Data extracted from a collection -
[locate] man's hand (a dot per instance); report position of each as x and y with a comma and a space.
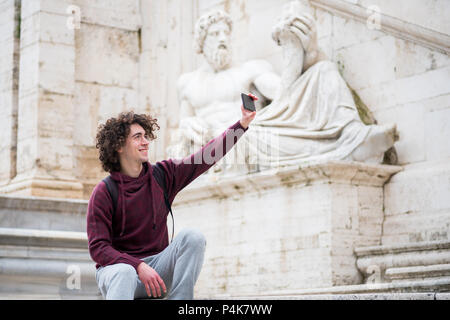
151, 280
247, 116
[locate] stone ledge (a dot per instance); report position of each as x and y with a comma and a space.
417, 272
357, 173
43, 238
404, 247
404, 261
368, 296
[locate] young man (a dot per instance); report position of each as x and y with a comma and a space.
130, 246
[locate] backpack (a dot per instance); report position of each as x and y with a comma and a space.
158, 174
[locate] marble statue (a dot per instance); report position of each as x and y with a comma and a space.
307, 114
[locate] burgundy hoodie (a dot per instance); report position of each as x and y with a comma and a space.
138, 228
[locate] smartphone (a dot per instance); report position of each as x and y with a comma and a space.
248, 102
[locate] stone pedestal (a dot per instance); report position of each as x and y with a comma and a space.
290, 229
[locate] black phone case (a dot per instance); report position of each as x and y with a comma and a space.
248, 102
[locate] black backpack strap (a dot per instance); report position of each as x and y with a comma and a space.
113, 191
160, 177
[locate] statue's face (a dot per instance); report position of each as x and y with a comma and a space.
216, 47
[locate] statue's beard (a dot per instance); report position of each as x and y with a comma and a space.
219, 58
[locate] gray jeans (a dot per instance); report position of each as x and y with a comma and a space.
178, 265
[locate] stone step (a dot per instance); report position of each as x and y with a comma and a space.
355, 296
43, 213
46, 263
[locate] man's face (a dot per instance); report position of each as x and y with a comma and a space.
136, 145
216, 47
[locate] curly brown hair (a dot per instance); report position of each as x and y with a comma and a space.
113, 134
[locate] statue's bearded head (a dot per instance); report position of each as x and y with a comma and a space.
212, 35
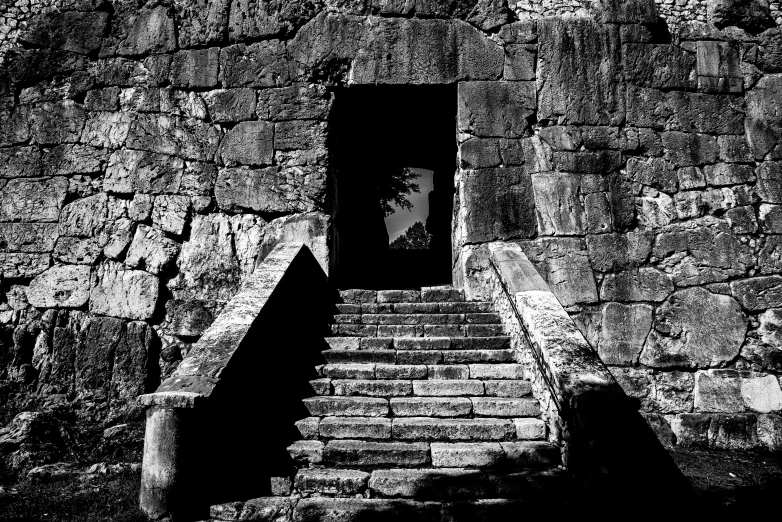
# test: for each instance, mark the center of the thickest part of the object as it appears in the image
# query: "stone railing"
(214, 427)
(605, 442)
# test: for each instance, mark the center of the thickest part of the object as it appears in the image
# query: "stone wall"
(152, 151)
(641, 176)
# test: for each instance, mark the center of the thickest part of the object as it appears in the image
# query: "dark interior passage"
(378, 129)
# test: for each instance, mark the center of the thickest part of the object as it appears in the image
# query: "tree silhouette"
(394, 184)
(415, 238)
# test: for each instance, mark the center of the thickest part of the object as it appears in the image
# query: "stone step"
(418, 343)
(431, 318)
(420, 330)
(329, 509)
(353, 453)
(432, 429)
(347, 406)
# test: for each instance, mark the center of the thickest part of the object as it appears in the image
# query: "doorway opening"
(394, 150)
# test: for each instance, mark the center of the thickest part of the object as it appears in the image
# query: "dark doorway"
(377, 129)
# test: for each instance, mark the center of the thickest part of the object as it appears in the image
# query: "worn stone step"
(505, 407)
(347, 406)
(497, 371)
(521, 454)
(431, 406)
(428, 428)
(430, 484)
(373, 387)
(355, 428)
(448, 388)
(347, 453)
(328, 481)
(360, 356)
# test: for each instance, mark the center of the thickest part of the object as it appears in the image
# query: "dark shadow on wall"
(250, 419)
(621, 469)
(387, 127)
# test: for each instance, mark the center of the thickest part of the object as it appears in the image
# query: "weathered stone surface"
(195, 69)
(170, 213)
(74, 31)
(644, 284)
(27, 237)
(249, 143)
(579, 73)
(497, 204)
(201, 22)
(769, 182)
(687, 149)
(186, 138)
(207, 267)
(231, 105)
(141, 31)
(496, 109)
(659, 66)
(270, 189)
(258, 65)
(695, 328)
(758, 293)
(151, 250)
(624, 330)
(117, 292)
(564, 264)
(731, 391)
(107, 129)
(764, 104)
(752, 15)
(558, 204)
(60, 287)
(32, 200)
(133, 172)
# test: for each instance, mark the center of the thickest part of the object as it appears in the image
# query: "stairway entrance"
(377, 132)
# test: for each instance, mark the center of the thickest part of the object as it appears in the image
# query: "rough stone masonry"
(152, 151)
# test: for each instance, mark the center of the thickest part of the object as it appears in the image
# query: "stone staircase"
(420, 413)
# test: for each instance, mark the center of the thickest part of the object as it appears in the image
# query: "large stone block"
(28, 237)
(579, 72)
(643, 284)
(496, 204)
(564, 264)
(60, 287)
(659, 66)
(496, 109)
(695, 328)
(74, 31)
(763, 127)
(134, 172)
(33, 200)
(271, 189)
(231, 105)
(624, 330)
(151, 250)
(731, 391)
(186, 138)
(117, 292)
(195, 69)
(201, 22)
(258, 65)
(55, 123)
(136, 32)
(769, 182)
(758, 293)
(249, 143)
(559, 204)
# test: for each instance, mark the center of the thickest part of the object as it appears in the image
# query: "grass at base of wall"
(102, 499)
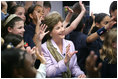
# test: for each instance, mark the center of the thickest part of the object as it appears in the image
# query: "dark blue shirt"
(29, 34)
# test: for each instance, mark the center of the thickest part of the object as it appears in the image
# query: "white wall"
(98, 6)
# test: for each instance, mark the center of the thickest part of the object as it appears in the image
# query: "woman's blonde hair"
(108, 51)
(51, 20)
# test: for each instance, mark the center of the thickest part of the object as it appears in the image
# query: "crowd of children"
(37, 43)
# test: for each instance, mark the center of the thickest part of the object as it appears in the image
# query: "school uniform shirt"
(84, 48)
(41, 72)
(29, 34)
(54, 68)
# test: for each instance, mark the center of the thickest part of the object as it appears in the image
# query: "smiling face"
(58, 31)
(20, 11)
(40, 13)
(18, 28)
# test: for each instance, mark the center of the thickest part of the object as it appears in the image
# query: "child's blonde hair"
(108, 51)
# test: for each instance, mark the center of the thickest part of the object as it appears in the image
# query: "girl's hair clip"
(10, 45)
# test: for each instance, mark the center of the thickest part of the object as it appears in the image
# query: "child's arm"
(68, 17)
(77, 20)
(93, 16)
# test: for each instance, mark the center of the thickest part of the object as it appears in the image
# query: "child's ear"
(31, 16)
(17, 73)
(9, 29)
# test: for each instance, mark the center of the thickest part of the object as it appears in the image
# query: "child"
(13, 24)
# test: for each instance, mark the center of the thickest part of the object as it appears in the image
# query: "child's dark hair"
(30, 11)
(99, 17)
(13, 9)
(113, 6)
(12, 39)
(11, 23)
(80, 25)
(11, 59)
(47, 4)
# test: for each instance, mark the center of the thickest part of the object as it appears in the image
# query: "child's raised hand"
(82, 6)
(69, 9)
(68, 54)
(42, 32)
(40, 56)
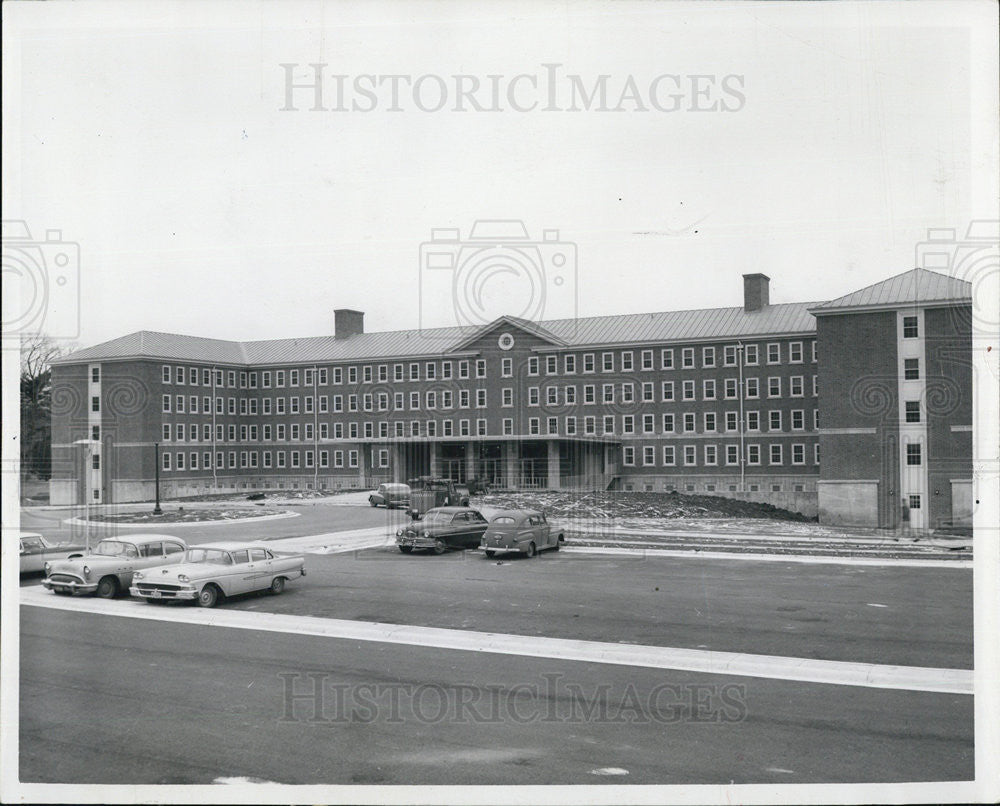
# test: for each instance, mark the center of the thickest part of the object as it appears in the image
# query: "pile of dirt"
(615, 504)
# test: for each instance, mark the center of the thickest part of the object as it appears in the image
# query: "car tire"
(107, 588)
(209, 596)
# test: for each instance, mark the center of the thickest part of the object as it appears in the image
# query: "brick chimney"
(755, 292)
(348, 323)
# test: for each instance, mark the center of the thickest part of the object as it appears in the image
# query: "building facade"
(726, 401)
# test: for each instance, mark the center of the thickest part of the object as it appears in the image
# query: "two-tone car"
(108, 569)
(390, 495)
(211, 572)
(443, 528)
(36, 551)
(522, 530)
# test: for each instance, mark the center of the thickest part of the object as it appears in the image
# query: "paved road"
(159, 702)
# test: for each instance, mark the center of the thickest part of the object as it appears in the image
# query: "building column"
(553, 481)
(510, 451)
(470, 460)
(435, 457)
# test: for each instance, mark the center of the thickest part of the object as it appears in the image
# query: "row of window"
(711, 456)
(610, 393)
(729, 356)
(647, 424)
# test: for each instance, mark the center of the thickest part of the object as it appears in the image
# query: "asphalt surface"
(121, 700)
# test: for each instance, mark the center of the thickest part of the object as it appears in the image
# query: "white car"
(212, 571)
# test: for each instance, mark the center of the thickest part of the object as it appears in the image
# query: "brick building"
(724, 401)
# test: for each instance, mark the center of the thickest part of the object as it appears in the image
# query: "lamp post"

Exercise instructions -
Return the complete data unchanged and include none of the pictures.

Exercise answer -
[locate] man's hand (a dot per instance); report position of each as x and y with a comma and a space.
151, 280
247, 116
[locate] stone ledge (a dot per instance); report position of each as x and y with a comma and a space.
417, 272
357, 173
43, 238
404, 247
404, 261
368, 296
[locate] young man (a dot per instance); report position of each as x and y with a comma and a space.
130, 246
[locate] backpack (a dot per instance); report position of each as x and y with a comma and a space.
158, 174
[locate] marble statue (a dot per instance); report position of each as x and y with a comma and a space.
307, 114
[locate] burgundy hoodie (a dot per instance); report position of each as x and y with a comma and a space.
138, 228
[locate] smartphone (a dot per instance); report position of each as x and y with a comma and a space.
248, 102
[locate] stone pedestal (a dot per instance); report position of each as x and y with a comma and a space.
290, 229
[locate] black phone case (a dot per instance); report position of each as x and y with a comma and a space.
248, 102
[locate] black backpack strap (a dot per instance); report position of each as x and y with a comma and a space.
113, 191
160, 177
[locate] statue's face (a dot per instance); report position of each as x and y with a comma and a space.
216, 47
[locate] statue's beard (a dot per instance); report position of each as x and y with a comma and a space.
219, 58
[locate] gray jeans (a dot per instance); report position of each as x and y with a comma and a space.
178, 265
[locate] stone step (a dot per instance); report position of each as x and y with a comma and a space.
355, 296
43, 213
46, 263
[locate] man's face (a dot per instance); report position of each as x and y with a comma and a space.
136, 145
216, 47
[locate] curly brown hair (a dot per instance); report position of each as x and y with a comma and a space.
113, 134
[locate] statue's bearded head (a dot per instance); report position of each as x and y with a comma and a space.
212, 35
# test: for each instance, mark the center of the thickest part of the object as it appears in the image
# query: "stone railing"
(214, 427)
(605, 442)
# test: for each instance, mark the center of the thickest part of the object as it appears in the image
# query: "stone wall"
(152, 151)
(641, 176)
# test: for each instance, mark the center of the thickest part of the object as it appears in the image
# query: "dark interior passage"
(378, 129)
# test: for each instance, mark the center of the thickest part of the object as it appears in the image
# query: "tree silhouette"
(394, 184)
(415, 238)
# test: for each instance, mark the center of the thickest part of the object as it appears in the image
# query: "stone step"
(418, 343)
(431, 318)
(420, 330)
(329, 509)
(353, 453)
(432, 429)
(347, 406)
# test: for each instance, mark the center of the thickest part of the object as it appears in the image
# query: "doorway opening"
(394, 150)
# test: for each instance, mark the center of the thickest part of the object as it appears in the image
# query: "dark doorway"
(377, 129)
# test: for each instance, mark the center of the thickest part of the object as it appears in the image
# query: "worn stone step"
(505, 407)
(347, 406)
(497, 371)
(521, 454)
(431, 406)
(428, 428)
(430, 484)
(373, 387)
(355, 428)
(448, 388)
(347, 453)
(328, 481)
(360, 356)
# test: for each instance, mark the center of the thickest part of the object as it appears in the image
# query: "dark shadow on wall"
(250, 419)
(621, 469)
(387, 127)
# test: for each instance, mark the center of the thickest part of the object as it appears in the image
# query: "weathered stone surface"
(195, 69)
(170, 213)
(74, 31)
(644, 284)
(27, 237)
(249, 143)
(579, 73)
(497, 204)
(201, 22)
(769, 182)
(687, 149)
(186, 138)
(207, 267)
(231, 105)
(141, 31)
(496, 109)
(659, 66)
(270, 189)
(258, 65)
(695, 328)
(758, 293)
(151, 250)
(624, 330)
(117, 292)
(564, 264)
(731, 391)
(107, 129)
(764, 104)
(752, 15)
(558, 204)
(60, 287)
(32, 200)
(133, 172)
# test: for each instance, mark the center of the thickest part of the object as it appears in the image
# query: "stairway entrance"
(377, 132)
# test: for each instance, mark the center of the thickest part of the object as it appears in the image
# query: "rough stone masonry"
(152, 151)
# test: for each instance, mark the center of the thickest part of the object as it appears in the image
# query: "stone staircase"
(420, 413)
# test: for each instance, mark the center of the thickest part of the object as it appears in the image
# query: "large stone block"
(28, 237)
(579, 72)
(643, 284)
(496, 204)
(564, 264)
(60, 287)
(659, 66)
(496, 109)
(695, 328)
(74, 31)
(763, 127)
(134, 172)
(33, 200)
(271, 189)
(231, 105)
(624, 330)
(151, 250)
(731, 391)
(186, 138)
(117, 292)
(195, 69)
(201, 22)
(258, 65)
(55, 123)
(136, 32)
(769, 182)
(758, 293)
(249, 143)
(559, 204)
# test: for each instance, mark the center of the thickest part of the object as it appears in the image
# query: "grass at base of wall"
(102, 499)
# test: for each instance, mark the center of the thickest part of the object as it appears in the image
# query: "dark blue shirt"
(29, 34)
# test: for each instance, mark the center of the thickest part of the object as it appears in the image
# query: "white wall"
(98, 6)
# test: for each instance, mark the center of the thickest part of the object as it appears in the image
# query: "woman's blonde hair"
(108, 51)
(51, 20)
# test: for each instance, mark the center of the thickest part of the object as it appears in the image
# query: "crowd of children"
(37, 43)
# test: for each instance, mark the center of the thickest part of the object as it appears in the image
# query: "school uniform shirt"
(84, 48)
(41, 72)
(29, 34)
(54, 68)
# test: for each instance, mark the center of the thickest part of the object as it appears in the image
# query: "smiling face"
(58, 31)
(20, 11)
(40, 13)
(18, 28)
# test: for each instance, mark the center of the thickest part of the object as it appears in the image
# query: "child's blonde hair"
(108, 51)
# test: for each instance, mark the center of the thickest part of the object as it appears in the image
# query: "girl's hair clip"
(10, 45)
# test: for each instance, mark the center of the thickest part of the object as it appears in the image
# query: "child's arm"
(68, 17)
(77, 20)
(93, 16)
# test: for each instance, mark the center of the thickest part of the object as it appears in the image
# query: "child's ear"
(31, 16)
(17, 73)
(9, 29)
# test: for each instance, mark the center of the thickest part of the object as it appears in the image
# query: "child"
(13, 24)
# test: for each instance, mark the center of the thickest part of the object as it appears in the image
# query: "child's dark hair"
(30, 11)
(99, 17)
(13, 9)
(113, 6)
(12, 39)
(11, 23)
(80, 25)
(11, 59)
(47, 4)
# test: for each instance, mark the center of the thickest part of the object as it appears in the image
# query: "child's raised hand"
(82, 6)
(69, 9)
(68, 54)
(42, 32)
(40, 56)
# test: for each instance, mark the center of the thickest part of the object as it appears in the image
# query: "pile of dirt"
(615, 504)
# test: for each instance, mark the center of the thickest part of the object as it appears in the image
# query: "car tire"
(107, 588)
(209, 596)
# test: for each instance, mark the center of the thickest part of the object as it appears in the image
# query: "brick chimney"
(755, 292)
(348, 323)
# test: for each instance, mark the center of the thickest part of the object as it appears in the image
# query: "building facade"
(726, 401)
# test: for each instance, mark the center of the thickest part of the object as it appears in the image
# query: "two-tone car"
(108, 569)
(390, 495)
(211, 572)
(443, 528)
(36, 551)
(522, 530)
# test: for each instance, mark the center of the thickest part of the object as it appears in the image
# query: "paved road"
(159, 702)
# test: for each instance, mark the center of the thickest part of the object as it appears in the image
# query: "building column"
(553, 481)
(510, 451)
(470, 460)
(435, 457)
# test: for each instance, mark the center of the thickest part of the object as it appears in the image
# query: "row of window"
(711, 456)
(610, 393)
(729, 356)
(647, 424)
# test: for each instance, mark the center of the thickest part of the object as it appears in the image
# query: "asphalt surface"
(121, 700)
# test: for each instance, mark the center of the thickest part of the object as it appears in the image
# query: "white car"
(212, 571)
# test: for each instance, mark the center of the thickest part of the object as it appears in the image
# query: "brick building"
(724, 401)
# test: for each instance, mark the center of the thickest part of the object as it appears in the image
# query: "lamp post"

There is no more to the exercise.